Dataset entries
§

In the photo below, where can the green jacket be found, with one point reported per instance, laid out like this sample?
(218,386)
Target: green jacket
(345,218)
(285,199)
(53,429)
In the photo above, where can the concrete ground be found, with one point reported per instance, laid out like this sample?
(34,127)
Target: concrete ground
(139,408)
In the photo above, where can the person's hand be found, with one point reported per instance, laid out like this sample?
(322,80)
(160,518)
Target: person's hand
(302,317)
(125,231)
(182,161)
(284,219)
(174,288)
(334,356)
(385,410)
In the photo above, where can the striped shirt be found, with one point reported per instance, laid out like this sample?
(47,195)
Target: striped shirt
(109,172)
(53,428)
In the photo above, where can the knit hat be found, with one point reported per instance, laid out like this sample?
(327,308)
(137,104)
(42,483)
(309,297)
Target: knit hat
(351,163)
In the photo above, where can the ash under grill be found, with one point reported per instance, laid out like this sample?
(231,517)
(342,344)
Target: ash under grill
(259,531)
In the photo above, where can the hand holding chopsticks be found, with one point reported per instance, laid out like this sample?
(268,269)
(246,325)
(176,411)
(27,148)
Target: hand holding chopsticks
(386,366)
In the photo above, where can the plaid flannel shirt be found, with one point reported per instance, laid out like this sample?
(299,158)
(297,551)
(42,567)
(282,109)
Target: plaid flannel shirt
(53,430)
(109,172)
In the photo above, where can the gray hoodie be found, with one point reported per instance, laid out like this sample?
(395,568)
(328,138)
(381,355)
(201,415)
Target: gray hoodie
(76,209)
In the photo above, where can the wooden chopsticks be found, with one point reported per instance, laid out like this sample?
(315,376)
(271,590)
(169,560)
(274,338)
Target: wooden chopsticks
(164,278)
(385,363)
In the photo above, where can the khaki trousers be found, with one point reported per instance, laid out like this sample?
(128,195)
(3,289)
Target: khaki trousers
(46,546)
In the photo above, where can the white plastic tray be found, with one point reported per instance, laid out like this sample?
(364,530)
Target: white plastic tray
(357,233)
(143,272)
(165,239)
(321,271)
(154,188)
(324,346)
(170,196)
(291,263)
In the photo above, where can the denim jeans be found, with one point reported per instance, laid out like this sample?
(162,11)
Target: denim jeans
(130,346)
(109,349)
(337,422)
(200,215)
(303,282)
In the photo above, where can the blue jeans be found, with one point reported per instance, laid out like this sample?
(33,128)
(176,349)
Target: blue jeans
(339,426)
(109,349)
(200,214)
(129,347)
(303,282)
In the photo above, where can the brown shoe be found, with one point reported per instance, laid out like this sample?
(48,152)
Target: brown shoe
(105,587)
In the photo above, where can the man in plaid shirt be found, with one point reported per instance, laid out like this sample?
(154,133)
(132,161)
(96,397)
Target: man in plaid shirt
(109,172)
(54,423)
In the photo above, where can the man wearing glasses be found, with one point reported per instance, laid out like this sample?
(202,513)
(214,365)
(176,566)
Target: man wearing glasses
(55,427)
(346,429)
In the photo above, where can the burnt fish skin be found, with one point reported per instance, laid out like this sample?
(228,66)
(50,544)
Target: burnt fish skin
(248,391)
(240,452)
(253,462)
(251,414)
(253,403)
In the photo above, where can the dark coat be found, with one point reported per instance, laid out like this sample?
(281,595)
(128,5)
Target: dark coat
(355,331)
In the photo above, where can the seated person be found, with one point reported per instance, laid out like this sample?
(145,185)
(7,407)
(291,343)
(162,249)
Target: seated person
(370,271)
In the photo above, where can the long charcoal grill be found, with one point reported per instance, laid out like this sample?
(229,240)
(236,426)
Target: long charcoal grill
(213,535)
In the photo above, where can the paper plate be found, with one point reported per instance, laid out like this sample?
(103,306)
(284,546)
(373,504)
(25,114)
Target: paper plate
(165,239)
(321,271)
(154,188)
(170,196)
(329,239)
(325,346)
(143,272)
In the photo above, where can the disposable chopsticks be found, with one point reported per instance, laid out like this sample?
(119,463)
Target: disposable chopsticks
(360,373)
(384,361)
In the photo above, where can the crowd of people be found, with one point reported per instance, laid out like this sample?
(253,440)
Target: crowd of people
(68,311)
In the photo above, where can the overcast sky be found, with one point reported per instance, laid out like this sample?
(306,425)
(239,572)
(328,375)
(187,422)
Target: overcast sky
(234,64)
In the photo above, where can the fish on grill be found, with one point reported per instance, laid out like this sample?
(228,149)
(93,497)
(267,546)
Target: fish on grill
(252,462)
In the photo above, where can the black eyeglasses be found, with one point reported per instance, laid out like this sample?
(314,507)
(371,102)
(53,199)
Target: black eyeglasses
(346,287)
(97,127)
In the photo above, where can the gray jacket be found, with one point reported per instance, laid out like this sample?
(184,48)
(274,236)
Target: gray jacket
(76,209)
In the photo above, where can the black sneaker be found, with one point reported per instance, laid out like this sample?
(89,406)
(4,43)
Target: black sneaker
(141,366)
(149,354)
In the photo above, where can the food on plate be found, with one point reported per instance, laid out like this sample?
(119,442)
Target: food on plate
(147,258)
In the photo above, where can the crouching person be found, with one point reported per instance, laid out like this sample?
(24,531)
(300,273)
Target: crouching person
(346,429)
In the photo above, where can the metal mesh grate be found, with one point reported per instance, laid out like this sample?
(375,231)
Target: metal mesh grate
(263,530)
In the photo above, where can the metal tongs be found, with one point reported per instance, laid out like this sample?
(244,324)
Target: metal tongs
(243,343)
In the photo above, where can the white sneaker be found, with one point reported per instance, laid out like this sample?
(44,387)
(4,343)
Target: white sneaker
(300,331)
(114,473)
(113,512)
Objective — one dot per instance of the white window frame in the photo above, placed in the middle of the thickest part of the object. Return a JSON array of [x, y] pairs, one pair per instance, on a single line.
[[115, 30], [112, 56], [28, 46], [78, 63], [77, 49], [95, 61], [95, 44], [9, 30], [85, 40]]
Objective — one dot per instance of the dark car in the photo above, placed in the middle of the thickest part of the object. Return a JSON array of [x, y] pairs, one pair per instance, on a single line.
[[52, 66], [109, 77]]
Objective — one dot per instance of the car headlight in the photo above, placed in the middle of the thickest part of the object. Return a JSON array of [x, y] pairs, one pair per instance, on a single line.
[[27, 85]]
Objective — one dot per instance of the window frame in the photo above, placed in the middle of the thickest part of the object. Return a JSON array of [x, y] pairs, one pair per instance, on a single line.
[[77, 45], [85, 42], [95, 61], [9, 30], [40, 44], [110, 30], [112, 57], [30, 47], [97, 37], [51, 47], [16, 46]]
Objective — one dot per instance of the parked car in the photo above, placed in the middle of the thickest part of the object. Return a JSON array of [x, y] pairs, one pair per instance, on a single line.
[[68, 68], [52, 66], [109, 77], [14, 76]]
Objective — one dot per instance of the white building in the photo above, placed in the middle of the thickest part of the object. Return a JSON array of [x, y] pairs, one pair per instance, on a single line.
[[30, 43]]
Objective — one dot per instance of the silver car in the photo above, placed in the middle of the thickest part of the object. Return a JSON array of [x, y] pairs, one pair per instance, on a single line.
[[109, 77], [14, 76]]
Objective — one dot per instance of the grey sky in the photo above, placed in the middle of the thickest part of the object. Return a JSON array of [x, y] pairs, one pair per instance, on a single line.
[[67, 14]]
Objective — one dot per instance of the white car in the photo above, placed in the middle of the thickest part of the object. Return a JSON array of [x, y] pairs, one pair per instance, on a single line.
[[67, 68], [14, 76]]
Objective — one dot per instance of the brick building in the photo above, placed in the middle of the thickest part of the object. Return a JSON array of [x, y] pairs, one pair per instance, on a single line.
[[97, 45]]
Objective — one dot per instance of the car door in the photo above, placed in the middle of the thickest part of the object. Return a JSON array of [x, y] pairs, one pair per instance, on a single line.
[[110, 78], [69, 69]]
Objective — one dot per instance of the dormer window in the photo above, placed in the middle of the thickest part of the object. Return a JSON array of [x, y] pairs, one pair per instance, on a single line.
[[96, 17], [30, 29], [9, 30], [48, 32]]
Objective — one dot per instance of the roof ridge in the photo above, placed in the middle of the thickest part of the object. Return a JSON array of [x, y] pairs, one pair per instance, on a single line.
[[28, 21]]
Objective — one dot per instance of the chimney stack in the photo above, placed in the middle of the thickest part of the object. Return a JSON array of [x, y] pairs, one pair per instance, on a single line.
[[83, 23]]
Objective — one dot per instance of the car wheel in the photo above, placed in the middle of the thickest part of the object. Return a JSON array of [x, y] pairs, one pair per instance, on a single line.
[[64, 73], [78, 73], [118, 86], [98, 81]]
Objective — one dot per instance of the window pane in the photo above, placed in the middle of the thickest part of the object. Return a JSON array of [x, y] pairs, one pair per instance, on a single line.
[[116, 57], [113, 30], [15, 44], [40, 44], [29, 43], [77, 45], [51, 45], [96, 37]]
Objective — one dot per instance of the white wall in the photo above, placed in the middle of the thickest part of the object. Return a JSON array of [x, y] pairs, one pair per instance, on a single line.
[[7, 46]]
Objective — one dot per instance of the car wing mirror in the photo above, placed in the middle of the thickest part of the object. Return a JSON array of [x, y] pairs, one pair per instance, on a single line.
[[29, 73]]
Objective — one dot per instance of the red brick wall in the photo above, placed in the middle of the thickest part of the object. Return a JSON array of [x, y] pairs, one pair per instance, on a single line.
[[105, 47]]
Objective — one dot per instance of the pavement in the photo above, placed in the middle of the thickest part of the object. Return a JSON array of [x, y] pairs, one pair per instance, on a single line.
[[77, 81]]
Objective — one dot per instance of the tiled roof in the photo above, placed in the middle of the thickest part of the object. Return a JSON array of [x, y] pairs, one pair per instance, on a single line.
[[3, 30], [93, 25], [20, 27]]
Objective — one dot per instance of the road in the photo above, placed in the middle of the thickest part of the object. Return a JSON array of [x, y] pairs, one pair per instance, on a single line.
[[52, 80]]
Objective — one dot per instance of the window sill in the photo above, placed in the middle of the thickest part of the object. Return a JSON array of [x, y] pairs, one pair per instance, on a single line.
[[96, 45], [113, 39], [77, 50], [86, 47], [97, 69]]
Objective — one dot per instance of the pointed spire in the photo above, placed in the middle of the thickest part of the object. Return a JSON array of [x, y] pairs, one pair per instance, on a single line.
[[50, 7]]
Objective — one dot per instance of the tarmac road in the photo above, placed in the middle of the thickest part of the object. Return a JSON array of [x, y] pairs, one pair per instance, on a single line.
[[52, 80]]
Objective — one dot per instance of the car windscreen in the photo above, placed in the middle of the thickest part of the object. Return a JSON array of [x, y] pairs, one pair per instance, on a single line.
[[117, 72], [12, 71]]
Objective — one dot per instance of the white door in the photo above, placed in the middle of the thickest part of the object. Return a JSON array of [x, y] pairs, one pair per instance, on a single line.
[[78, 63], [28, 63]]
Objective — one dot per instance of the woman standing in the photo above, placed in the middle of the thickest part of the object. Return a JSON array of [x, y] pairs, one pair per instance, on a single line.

§

Start at the first line of the data above. Stop after the line containing "In the photo above, where can the striped", reproducing each line exactly and adding nothing.

In the photo below, where can the green jacket be found, with one point reported per instance, laid out like this sample?
(218,386)
Target: green jacket
(345,218)
(285,199)
(53,429)
In the photo above, where can the concrete ground be found, with one point reported per instance, laid out like this sample?
(34,127)
Target: concrete ground
(139,408)
In the photo above, where can the person's hand be found, with one point reported per instance, laid out like this sample?
(322,80)
(160,518)
Target: person's hand
(302,317)
(125,231)
(182,161)
(284,219)
(174,288)
(334,356)
(385,410)
In the photo above, where can the striped shirt be found, with one point reported per instance, laid out like this sample?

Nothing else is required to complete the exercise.